Written exercise: Write out the data below word for word, leaving out the pictures.

Collected data entries
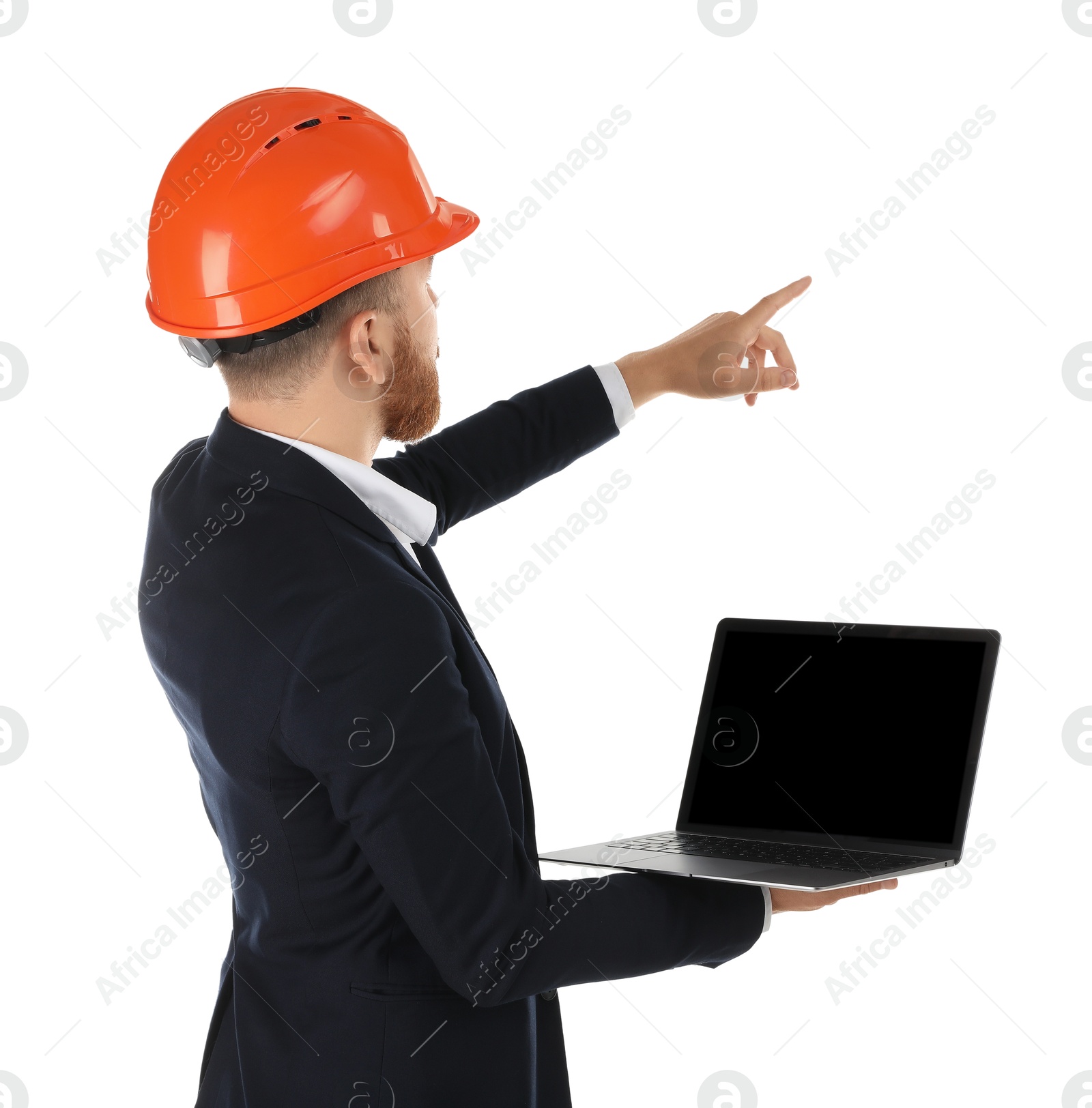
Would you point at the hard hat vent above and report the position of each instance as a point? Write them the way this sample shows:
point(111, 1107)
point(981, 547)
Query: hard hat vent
point(301, 126)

Finished exercise:
Would you point at the hard hat vent above and report the position of each instance as a point? Write them the way this sample shows:
point(111, 1107)
point(981, 547)
Query: hard hat vent
point(301, 126)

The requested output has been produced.